Exactly reproduce the lines from the line that has "Sports-analytics tagging: mark the dishwasher" down to the last line of the entries, inclusive.

The records —
———

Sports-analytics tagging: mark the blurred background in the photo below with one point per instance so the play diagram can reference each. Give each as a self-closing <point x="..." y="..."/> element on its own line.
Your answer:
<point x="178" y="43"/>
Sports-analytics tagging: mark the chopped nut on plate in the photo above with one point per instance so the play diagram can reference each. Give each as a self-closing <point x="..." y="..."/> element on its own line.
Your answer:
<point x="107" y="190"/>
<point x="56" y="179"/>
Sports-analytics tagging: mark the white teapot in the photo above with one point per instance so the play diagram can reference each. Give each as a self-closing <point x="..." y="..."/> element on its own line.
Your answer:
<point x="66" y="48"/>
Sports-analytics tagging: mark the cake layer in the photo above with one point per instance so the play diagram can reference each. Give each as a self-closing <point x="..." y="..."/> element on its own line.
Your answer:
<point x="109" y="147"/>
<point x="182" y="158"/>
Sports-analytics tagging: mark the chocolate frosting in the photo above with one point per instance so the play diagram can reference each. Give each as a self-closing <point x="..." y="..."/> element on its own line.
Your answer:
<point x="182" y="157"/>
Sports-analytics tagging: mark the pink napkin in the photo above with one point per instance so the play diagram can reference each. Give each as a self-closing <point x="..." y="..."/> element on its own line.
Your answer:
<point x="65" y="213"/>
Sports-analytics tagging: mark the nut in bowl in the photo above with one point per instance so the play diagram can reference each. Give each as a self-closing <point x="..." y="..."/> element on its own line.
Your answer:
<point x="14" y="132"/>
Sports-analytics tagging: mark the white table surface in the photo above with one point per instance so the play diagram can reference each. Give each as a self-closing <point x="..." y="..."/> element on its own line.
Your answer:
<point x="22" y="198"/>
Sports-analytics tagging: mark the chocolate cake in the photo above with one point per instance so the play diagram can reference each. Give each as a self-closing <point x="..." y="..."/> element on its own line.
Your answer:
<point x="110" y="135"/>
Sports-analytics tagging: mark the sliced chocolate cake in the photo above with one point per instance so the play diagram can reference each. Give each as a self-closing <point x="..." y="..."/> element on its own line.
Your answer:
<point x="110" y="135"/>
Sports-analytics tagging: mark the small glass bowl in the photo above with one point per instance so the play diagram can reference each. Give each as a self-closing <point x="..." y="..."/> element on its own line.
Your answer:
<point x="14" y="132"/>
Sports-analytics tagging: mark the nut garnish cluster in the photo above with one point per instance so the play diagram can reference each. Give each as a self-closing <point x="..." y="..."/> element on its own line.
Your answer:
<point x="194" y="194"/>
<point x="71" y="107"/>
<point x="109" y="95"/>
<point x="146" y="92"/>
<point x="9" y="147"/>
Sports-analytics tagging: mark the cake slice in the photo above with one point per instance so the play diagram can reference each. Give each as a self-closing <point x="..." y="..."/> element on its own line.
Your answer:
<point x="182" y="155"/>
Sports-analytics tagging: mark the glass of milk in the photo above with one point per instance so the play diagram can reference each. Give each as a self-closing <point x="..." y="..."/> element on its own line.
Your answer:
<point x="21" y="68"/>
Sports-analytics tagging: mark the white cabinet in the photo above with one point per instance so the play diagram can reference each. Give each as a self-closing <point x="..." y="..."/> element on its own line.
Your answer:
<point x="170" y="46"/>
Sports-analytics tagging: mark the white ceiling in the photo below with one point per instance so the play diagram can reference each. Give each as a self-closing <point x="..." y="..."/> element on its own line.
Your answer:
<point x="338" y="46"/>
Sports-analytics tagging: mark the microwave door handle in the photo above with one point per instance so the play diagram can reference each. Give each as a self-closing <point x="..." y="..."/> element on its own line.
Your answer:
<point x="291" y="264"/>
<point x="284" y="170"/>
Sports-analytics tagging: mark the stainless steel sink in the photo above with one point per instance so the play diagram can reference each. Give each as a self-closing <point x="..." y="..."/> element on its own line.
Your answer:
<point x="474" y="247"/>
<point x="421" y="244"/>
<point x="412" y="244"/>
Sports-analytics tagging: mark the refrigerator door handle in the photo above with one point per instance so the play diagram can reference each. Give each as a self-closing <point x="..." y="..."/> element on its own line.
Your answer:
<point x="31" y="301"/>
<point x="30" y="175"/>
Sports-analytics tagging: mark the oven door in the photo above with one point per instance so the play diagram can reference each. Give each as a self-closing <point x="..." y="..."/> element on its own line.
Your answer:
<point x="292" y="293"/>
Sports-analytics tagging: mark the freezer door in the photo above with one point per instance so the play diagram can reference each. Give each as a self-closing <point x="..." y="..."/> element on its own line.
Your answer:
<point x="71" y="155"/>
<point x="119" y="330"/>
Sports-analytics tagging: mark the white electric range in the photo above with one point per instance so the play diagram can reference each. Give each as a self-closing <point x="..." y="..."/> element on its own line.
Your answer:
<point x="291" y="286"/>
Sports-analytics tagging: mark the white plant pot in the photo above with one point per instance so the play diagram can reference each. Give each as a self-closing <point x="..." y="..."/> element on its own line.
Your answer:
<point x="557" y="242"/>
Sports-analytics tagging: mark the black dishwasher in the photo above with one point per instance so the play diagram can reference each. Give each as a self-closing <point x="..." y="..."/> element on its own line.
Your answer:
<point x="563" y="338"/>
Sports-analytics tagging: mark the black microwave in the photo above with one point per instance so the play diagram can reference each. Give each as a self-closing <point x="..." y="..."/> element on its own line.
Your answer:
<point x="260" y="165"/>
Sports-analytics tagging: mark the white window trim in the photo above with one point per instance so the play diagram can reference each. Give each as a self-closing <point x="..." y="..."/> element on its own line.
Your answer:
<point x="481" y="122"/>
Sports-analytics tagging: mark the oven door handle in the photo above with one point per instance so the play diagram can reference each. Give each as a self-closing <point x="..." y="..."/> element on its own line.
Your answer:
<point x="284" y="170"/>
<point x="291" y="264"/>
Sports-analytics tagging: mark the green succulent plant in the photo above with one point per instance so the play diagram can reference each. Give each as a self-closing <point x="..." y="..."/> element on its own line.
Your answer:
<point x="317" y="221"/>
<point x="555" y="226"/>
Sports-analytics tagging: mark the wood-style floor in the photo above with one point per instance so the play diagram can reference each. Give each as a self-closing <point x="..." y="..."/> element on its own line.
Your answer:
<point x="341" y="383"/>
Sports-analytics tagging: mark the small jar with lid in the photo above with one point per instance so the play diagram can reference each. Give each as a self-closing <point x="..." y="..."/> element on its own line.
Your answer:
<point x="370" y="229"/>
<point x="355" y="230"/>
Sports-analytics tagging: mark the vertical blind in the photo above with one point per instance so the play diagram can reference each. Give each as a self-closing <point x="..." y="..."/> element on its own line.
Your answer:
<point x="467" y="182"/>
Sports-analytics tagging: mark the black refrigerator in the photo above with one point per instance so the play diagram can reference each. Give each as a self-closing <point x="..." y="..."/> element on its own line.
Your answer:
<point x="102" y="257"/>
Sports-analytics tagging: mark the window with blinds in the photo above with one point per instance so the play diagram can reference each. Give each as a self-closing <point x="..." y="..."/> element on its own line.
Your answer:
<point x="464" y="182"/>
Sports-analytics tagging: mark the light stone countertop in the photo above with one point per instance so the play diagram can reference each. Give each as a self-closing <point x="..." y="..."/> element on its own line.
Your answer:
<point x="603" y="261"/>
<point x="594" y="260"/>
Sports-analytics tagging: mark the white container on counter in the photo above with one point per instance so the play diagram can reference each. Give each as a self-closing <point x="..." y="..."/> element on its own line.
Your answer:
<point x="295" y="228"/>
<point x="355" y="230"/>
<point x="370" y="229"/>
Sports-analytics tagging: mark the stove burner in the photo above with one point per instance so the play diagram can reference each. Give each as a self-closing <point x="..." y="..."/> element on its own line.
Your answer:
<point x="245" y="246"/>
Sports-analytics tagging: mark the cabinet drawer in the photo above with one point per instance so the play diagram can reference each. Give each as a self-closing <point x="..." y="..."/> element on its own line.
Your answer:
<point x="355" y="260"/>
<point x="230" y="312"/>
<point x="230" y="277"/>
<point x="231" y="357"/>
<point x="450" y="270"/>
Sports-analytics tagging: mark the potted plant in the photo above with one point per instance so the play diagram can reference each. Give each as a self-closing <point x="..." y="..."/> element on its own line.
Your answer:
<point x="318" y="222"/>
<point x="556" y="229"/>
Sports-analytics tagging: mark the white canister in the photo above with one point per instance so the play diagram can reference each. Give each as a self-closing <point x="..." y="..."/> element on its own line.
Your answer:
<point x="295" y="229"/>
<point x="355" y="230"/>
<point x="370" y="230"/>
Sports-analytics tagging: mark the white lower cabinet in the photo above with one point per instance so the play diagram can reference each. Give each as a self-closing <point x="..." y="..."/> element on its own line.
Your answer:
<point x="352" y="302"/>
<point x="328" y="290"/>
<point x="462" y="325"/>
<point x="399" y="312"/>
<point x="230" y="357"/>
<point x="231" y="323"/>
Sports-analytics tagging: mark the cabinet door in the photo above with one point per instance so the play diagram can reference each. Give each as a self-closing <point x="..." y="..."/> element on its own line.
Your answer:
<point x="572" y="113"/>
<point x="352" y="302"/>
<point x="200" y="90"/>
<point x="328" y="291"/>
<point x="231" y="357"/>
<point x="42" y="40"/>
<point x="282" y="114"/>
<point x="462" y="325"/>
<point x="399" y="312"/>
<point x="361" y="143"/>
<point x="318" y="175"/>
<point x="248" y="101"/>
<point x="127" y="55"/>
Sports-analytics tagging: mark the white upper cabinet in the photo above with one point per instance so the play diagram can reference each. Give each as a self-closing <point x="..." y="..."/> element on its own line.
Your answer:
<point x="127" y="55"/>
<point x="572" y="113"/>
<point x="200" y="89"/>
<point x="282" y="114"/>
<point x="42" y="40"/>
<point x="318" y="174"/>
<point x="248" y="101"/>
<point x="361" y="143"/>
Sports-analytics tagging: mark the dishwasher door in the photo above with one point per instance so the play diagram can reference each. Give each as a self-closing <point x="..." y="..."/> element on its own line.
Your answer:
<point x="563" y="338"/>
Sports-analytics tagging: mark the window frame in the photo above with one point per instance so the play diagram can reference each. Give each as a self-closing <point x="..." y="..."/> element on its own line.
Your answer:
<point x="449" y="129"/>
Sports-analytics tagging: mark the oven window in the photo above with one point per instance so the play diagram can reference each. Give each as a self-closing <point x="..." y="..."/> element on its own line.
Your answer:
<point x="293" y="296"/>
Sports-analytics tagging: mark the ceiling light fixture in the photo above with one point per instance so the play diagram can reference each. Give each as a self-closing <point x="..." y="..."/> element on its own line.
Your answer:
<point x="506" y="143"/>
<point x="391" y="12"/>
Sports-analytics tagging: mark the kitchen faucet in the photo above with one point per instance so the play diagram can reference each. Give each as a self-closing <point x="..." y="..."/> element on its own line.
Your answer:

———

In response —
Sports-analytics tagging: mark the dishwasher door in the photo above with one point per instance so the play diagram can reference each. Give each as a self-closing <point x="..." y="..."/> element on its own line.
Your answer:
<point x="563" y="338"/>
Sports-analytics tagging: mark the window frame in the photo above with one point per instance so the play diagram can reference each. Give each as a self-closing <point x="..." y="..."/> element on its own line.
Your answer:
<point x="449" y="129"/>
Sports-analytics tagging: mark the oven window in the photo above with one point per instance so the play diagram can reference each. Give each as a self-closing <point x="..." y="..."/> element on its own line.
Your answer:
<point x="293" y="296"/>
Sports-analytics tagging: mark the ceiling light fixture in the photo above with one point per instance so the play diagram can reference each. Give each as a self-closing <point x="..." y="..."/> element on its own line.
Your answer:
<point x="506" y="143"/>
<point x="391" y="12"/>
Sports-analytics tagging: mark the kitchen faucet in the photo above with one point per instance so the play diagram can reference each. Give each as a self-closing <point x="..." y="..."/> element on its own line.
Your answer:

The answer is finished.